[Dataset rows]
<<<<
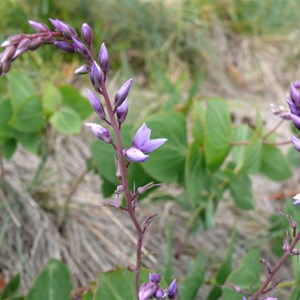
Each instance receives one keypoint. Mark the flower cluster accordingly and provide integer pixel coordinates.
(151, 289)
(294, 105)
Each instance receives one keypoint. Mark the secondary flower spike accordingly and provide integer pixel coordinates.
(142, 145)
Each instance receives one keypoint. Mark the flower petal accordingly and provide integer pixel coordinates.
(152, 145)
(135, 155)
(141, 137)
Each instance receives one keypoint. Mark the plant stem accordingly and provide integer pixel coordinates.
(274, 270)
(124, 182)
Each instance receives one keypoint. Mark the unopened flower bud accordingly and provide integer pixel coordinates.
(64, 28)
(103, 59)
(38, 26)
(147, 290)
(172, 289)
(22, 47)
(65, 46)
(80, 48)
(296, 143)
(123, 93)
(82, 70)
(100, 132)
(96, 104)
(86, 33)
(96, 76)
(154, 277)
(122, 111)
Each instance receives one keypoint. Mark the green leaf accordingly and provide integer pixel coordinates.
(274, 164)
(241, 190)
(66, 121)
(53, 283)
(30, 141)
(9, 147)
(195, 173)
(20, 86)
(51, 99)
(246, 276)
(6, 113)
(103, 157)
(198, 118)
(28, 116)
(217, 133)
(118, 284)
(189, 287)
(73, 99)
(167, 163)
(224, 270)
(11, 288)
>>>>
Rewrite the part of the items that opens with the line containing "Each instance receives one keypoint. Mark the unopened" and runs through the end of the items, changing "keypoint" to "landmark" and keeping everything else unchanged. Give back only those lines.

Each instance receives one landmark. Mark the unopened flower bud accordingly and provide integer pixel coordinates.
(64, 28)
(103, 59)
(38, 26)
(147, 290)
(172, 289)
(22, 47)
(65, 46)
(80, 48)
(296, 143)
(123, 93)
(82, 70)
(100, 132)
(96, 104)
(86, 33)
(96, 76)
(154, 277)
(122, 111)
Each instance receives one landmark. Mark the green leaf accordingly and provide integer pixel coordinates.
(274, 164)
(241, 190)
(66, 121)
(53, 283)
(30, 141)
(9, 147)
(195, 173)
(20, 86)
(51, 99)
(246, 276)
(6, 113)
(103, 157)
(198, 118)
(28, 116)
(217, 133)
(118, 284)
(189, 287)
(73, 99)
(167, 163)
(224, 270)
(11, 288)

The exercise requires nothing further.